* **Texto fornecido**:
7. A CONFIANÇA E O SEU SIGNIFICADO PARA O SER HUMANO
Conforme já destacado anteriormente, a confiança é fundamental para a sociedade, posto que é elemento indispensável à convivência saudável entre as pessoas. Ademais, por conta da natureza gregária do ser humano, é de sua própria ontologia a necessidade de unir-se em grupos. Sobre a matéria, pronuncia Aderson de Menezes:
O homem é um animal político (Aristóteles) e, como tal, não pode viver senão em sociedade. Por isso mesmo, já se exarou, acertadamente, a máxima a um tempo espiritual e material de que homem e sociedade constituem um binômio indefectível. Donde se extrai uma ilação muito verdadeira e oportuna, segundo a qual o homem não vive tão-somente, mas o imperativo é que viva com seus semelhantes (...). (MENEZES, 1984, p. 43).
Além dessa realidade incontroversa, o doutrinador supramencionado destaca ainda que a sociedade política é composta pelos diversos grupamentos existentes. Vejamos:
(...) Mas a vida social do homem, além de intensa, é profundamente variada, apresentando-se como diversos matizes. E ele se agrupa a outras pessoas para novos fins, em empreendimentos profissionais, econômicos, intelectuais, recreativos, filantrópicos, etc. Esse conjunto de organismos sociais é o que forma, entre as espontâneas relações humanas, a sociedade em geral, oscilando ainda a extensão significativa do vocábulo, porque pode o mesmo compreender desde os grupos sociais de uma cidade (sociedade urbana) até a humanidade toda (sociedade humana), compreendendo nesse escala o elemento humano de um Estado (sociedade nacional), que, emoldurada pela ordenação jurídica, recebe a vulgarizada denominação de sociedade política. (MENEZES, 1984, p.44).
Desse modo, por estar o homem vocacionado para a convivência em grupos, é que se requer do Direito a proteção da convivência harmoniosa entre os elementos que compõem um grupamento humano. Por esse motivo, há inúmeros exemplos de institutos jurídicos que prestigiam o valor confiança, conforme se verá a seguir.
7.1 A importância da lealdade no sistema econômico
Se o Direito é, como pensou Karl Marx, uma estrutura ideológica de suporte ao modo de produção, deve estar em perfeito alinhamento com as relações de natureza econômica, pois a troca de riquezas, a exploração do trabalho e, de um modo geral, todos os negócios da vida econômica requerem das partes que transacionam uma lealdade recíproca para a sua realização.
Não se pretende defender aqui a tese de que o homem é, por natureza, leal, principalmente no que toca à sua vida negocial. Entretanto, almeja-se demonstrar que o Estado, tendo admitido a postura liberal em que seu papel é dar plena condição de desenvolvimento do sistema produtivo sem imiscuir-se nele, tem como um de seus objetivos proteger a livre negociação de bens entre particulares, impondo sanções àquelas condutas pérfidas e, portanto, prestando homenagem à sinceridade e boa-fé.

* **Material de origem**:
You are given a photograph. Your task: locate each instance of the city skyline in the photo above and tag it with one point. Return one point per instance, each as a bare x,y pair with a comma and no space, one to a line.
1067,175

* **Descrição da tarefa**: Com base no texto sobre a confiança, explique em até três frases por que se exige do Direito a proteção da convivência harmoniosa dentro de um grupamento humano.

* **Solução completa**: Porque o ser humano tem vocação para a convivência em grupos: por sua natureza gregária, precisa unir-se a outras pessoas e só pode viver em sociedade. Por isso, cabe ao Direito proteger a convivência harmoniosa entre os que compõem um grupamento humano.